● TASK OBJECTIVE: Transcribe the lines of the records starting with the one that has "Can you find the wingtip" in it and ending with the last, and transcribe nothing else.

Start of SUPPLIED DATA

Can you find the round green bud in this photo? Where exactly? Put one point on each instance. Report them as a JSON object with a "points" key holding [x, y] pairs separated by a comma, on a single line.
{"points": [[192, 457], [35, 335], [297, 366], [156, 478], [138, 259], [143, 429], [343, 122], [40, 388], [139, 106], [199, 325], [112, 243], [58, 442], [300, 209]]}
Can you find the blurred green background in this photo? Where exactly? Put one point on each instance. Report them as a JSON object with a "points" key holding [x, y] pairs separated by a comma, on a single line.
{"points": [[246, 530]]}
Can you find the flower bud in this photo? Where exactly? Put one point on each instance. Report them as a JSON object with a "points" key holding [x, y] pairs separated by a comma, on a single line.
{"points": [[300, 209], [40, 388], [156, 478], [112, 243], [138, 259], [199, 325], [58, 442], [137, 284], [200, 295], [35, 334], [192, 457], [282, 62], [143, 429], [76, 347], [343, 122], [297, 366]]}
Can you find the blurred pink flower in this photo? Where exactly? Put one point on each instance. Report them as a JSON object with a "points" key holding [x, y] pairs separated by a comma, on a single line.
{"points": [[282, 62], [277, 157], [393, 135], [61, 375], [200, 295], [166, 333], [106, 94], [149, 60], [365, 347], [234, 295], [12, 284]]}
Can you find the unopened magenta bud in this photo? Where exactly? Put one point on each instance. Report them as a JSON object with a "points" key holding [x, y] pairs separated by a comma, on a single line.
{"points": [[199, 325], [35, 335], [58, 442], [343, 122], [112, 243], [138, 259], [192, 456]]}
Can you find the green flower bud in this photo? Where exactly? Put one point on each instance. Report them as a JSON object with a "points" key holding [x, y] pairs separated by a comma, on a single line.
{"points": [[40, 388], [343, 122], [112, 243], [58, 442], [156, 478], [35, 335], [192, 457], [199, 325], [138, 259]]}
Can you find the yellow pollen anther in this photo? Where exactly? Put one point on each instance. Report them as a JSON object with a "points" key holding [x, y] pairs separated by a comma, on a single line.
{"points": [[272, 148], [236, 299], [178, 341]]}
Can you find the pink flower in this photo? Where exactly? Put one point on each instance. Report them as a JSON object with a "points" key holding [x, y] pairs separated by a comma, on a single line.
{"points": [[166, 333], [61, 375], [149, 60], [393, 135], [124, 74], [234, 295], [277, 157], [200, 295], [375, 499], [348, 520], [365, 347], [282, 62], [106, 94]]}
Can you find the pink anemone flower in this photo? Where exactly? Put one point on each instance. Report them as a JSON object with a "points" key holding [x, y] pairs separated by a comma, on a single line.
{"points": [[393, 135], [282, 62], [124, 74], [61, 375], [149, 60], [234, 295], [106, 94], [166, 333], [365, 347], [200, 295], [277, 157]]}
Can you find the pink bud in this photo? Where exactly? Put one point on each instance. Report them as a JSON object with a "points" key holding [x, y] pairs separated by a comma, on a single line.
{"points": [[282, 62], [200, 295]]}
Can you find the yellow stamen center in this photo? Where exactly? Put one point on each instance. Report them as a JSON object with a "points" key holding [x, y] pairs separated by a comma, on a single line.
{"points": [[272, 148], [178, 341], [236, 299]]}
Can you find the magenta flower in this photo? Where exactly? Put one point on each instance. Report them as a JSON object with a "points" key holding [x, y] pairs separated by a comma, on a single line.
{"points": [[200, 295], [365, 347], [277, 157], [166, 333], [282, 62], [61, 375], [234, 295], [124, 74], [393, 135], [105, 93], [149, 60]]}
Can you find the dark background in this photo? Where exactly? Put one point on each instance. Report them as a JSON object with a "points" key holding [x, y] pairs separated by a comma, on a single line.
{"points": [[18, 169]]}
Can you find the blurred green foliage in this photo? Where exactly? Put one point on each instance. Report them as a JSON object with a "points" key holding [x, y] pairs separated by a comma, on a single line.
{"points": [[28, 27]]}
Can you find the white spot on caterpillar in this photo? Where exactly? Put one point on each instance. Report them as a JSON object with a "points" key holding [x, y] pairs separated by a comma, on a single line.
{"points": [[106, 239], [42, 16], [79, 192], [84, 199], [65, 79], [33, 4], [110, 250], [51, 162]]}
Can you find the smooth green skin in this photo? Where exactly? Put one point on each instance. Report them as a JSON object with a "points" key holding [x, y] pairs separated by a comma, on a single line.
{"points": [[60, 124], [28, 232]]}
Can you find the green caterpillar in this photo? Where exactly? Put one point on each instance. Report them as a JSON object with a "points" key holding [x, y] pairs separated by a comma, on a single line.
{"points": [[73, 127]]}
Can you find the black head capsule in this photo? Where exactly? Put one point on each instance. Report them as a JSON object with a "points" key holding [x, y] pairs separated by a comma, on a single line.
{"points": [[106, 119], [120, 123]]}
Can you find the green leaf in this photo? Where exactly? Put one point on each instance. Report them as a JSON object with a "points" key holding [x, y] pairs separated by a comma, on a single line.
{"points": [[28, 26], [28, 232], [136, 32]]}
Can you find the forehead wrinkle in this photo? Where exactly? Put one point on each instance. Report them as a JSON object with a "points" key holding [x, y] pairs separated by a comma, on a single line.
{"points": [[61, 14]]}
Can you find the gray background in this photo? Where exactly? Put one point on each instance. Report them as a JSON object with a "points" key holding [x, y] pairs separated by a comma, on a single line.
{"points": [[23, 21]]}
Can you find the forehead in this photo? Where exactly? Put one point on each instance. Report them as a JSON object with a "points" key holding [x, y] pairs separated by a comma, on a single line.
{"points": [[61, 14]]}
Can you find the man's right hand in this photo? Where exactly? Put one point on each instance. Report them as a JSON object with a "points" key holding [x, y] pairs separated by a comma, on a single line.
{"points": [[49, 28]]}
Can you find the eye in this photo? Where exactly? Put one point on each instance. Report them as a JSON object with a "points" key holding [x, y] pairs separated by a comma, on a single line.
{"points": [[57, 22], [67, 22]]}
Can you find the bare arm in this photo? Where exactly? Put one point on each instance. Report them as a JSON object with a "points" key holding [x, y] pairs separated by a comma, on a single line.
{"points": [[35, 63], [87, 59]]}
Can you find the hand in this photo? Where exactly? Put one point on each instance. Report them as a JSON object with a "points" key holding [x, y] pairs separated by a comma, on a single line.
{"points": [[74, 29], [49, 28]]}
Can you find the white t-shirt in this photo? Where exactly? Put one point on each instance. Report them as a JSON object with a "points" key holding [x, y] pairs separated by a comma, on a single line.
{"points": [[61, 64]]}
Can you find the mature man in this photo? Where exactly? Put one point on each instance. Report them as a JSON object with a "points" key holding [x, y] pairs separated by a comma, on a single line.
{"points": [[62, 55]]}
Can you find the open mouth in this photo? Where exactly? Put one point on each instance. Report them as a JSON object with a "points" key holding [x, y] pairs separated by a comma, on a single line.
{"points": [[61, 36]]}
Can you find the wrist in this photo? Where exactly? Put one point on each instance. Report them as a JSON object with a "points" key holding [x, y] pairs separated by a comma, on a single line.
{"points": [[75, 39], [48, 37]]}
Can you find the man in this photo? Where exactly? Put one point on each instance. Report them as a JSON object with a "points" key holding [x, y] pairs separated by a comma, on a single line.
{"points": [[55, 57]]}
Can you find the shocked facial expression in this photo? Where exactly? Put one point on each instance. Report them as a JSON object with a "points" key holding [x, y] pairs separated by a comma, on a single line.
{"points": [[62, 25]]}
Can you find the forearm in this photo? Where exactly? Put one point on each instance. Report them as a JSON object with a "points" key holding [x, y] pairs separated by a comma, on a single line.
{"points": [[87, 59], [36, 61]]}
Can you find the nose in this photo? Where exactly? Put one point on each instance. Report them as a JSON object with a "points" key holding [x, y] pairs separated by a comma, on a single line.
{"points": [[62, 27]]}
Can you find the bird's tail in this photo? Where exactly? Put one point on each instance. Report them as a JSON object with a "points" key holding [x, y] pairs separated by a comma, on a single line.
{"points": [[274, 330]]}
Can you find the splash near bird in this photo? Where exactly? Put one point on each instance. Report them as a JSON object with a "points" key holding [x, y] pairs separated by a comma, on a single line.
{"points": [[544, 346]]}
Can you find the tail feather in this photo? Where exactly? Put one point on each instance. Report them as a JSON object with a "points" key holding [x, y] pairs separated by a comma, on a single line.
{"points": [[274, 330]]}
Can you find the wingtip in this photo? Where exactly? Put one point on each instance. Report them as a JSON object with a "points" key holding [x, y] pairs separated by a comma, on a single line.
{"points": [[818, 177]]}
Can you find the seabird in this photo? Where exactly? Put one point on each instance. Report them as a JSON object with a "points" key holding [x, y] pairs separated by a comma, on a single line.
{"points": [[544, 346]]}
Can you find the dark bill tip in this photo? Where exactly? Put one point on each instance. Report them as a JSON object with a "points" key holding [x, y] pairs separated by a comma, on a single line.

End of SUPPLIED DATA

● WRITTEN RESPONSE:
Can you find the wingtip in this photo? Where exactly? Put one point on each instance. Report them as a JSON object with a "points" key holding [x, y] pairs separated by a comma, on a single line.
{"points": [[818, 177]]}
Can you find the seabird in this photo? Where exactly? Put one point on each instance. Report them as a JSON object with a "points" key holding [x, y] pairs separated by a comma, on a single line.
{"points": [[544, 346]]}
Can you find the dark bill tip in this photo? Where exactly? Put one point on each instance. Report them as a JSON object with a "points" key holding [x, y] pairs separated by a comma, on a single line.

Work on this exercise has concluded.